=== Document passage ===
• • • • •
In [1]:
early = "https://memory-alpha.fandom.com/wiki/Starfleet_casualties_(22nd_century)"
middle = "https://memory-alpha.fandom.com/wiki/Starfleet_casualties_(23rd_century)"
late = "https://memory-alpha.fandom.com/wiki/Starfleet_casualties_(24th_century)"

all_pages = [early, middle, late]

In [2]:
from bs4 import BeautifulSoup
import requests, time

In [3]:
html = []
for i in all_pages:
    r = requests.get(i)
    html.append(r.text)
    time.sleep(2)

In [4]:
soups = []
for h in html: 
    soup = BeautifulSoup(h)
    soups.append(soup)

In [5]:
rows = []
for bs in soups:
    tables = bs.find_all("table", {"class": "grey chart"})
    for i in tables:
        heads = " ".join([j.text.lower() for j in i.find_all("th")])
        if "revival" not in heads:
            these_rows = i.find_all("tr")
            for row in these_rows:
                if len(row.find_all("td")) > 1:
                    rows.append(row)

In [6]:
len(rows)
• • • • •
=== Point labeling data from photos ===

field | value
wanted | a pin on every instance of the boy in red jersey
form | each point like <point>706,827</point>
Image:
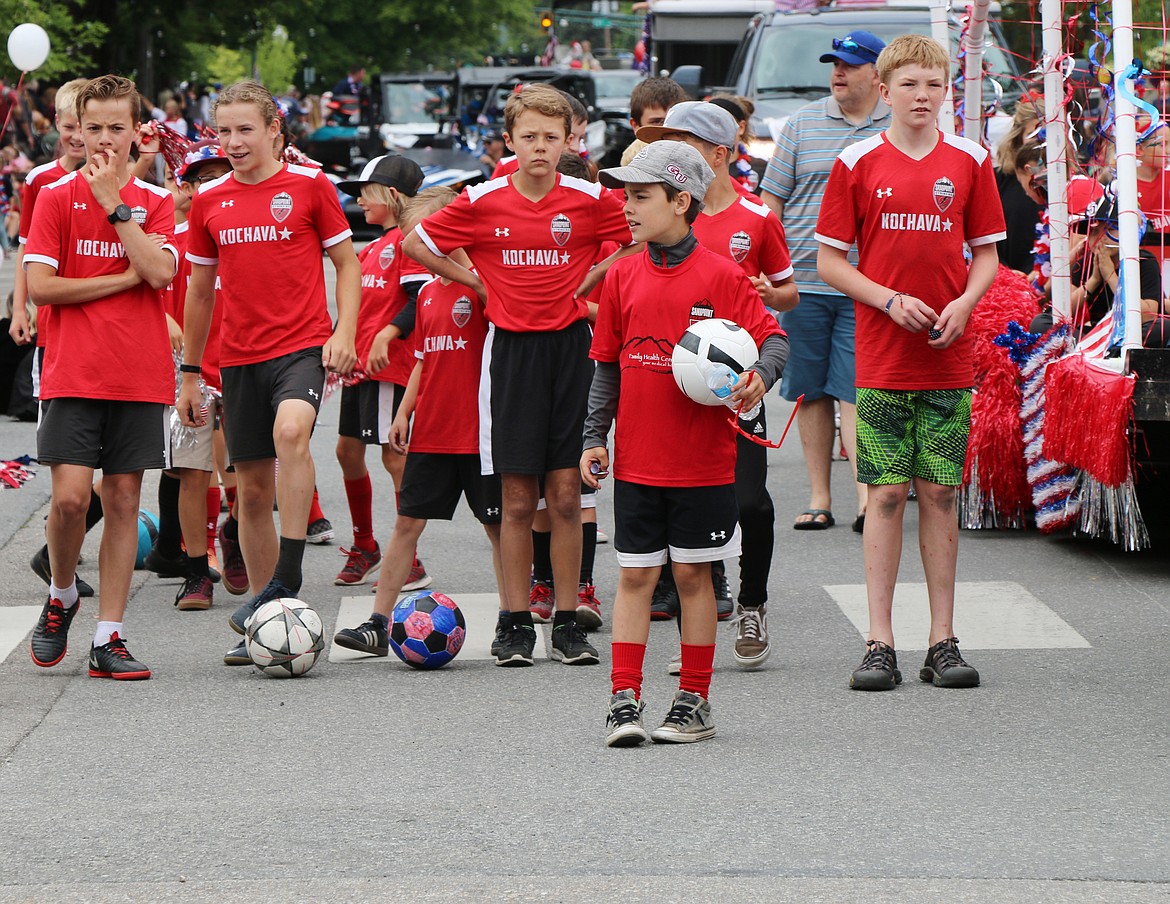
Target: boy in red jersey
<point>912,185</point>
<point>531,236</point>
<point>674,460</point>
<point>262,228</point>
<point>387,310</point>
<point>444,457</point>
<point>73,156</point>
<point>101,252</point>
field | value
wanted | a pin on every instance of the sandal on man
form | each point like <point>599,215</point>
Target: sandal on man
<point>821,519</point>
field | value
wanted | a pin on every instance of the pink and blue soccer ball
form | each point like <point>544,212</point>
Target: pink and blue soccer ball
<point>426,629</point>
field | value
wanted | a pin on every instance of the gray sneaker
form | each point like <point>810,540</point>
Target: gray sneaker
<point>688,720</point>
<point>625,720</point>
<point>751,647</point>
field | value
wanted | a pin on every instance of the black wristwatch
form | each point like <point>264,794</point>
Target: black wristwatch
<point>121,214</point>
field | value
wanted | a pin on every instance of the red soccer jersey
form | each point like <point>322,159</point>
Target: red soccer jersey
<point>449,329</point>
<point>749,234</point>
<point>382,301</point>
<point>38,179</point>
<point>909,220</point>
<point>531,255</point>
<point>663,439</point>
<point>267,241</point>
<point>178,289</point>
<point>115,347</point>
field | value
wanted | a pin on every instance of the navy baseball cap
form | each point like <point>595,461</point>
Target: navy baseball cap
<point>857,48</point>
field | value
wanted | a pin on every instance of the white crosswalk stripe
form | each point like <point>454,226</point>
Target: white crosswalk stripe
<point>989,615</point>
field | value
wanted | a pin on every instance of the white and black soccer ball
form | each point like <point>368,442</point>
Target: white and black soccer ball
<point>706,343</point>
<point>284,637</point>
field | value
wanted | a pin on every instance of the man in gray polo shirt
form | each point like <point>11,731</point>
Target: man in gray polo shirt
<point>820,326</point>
• • • • •
=== To be done ===
a - Duplicate the part of the notebook that opens with the words containing "all_pages = [early, middle, late]" and closes with "html.append(r.text)".
b - Answer these questions about the notebook:
(i) How many seconds does the code wait after each page request?
(ii) What class value does the code search for when finding tables?
(iii) Which word in a table's headers causes that table to be skipped?
The rows can be left aside; nothing here depends on them.

=== Solved tasks ===
a -
all_pages = [early, middle, late]

In [2]:
from bs4 import BeautifulSoup
import requests, time

In [3]:
html = []
for i in all_pages:
    r = requests.get(i)
    html.append(r.text)

b -
(i) 2 seconds
(ii) "grey chart"
(iii) "revival"